(Records to process)
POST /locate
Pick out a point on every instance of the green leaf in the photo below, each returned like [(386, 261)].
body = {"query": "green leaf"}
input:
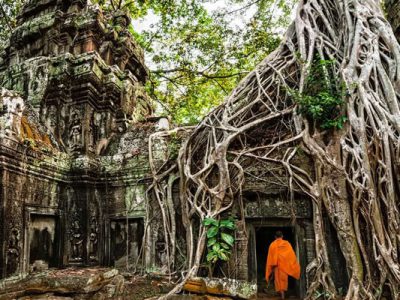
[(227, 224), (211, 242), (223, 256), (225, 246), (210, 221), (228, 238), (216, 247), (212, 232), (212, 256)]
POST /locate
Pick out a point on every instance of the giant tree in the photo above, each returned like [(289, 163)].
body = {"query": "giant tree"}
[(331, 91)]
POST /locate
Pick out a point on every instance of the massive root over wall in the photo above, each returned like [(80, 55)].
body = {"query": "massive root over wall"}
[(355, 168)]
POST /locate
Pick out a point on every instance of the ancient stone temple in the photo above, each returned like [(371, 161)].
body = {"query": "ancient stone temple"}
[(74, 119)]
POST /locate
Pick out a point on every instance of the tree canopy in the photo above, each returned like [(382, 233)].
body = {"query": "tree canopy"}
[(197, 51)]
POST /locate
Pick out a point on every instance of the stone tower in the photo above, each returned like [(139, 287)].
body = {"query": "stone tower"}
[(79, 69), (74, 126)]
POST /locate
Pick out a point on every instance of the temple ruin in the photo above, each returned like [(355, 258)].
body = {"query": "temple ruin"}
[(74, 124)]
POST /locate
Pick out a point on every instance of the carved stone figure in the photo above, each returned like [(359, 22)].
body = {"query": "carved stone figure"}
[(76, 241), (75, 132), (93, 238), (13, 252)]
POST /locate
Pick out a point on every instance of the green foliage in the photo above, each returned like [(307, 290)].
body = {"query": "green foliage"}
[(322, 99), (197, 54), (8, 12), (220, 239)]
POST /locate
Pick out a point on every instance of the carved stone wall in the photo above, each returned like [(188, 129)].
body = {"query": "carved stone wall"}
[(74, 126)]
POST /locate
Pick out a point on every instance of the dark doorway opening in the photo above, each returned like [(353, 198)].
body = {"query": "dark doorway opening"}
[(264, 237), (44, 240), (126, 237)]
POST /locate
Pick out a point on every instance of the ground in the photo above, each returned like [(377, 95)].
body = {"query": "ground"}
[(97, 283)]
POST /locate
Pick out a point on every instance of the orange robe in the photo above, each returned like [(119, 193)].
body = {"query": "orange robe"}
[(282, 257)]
(End Records to process)
(Records to process)
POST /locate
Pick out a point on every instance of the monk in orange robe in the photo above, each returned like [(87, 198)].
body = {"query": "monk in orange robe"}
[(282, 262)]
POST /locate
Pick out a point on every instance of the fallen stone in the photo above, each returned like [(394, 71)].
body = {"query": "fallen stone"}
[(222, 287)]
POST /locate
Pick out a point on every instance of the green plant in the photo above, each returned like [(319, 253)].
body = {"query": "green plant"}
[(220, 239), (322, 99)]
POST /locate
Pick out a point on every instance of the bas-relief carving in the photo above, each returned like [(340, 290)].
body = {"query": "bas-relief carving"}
(End Records to process)
● **Task brief**:
Check each line of the records above for "carving", and copy those that have it.

● **Task solution**:
Pick out a point on every instance of the bas-relief carving in the photo above, each returned like [(340, 290)].
body = {"query": "bas-relief carving"}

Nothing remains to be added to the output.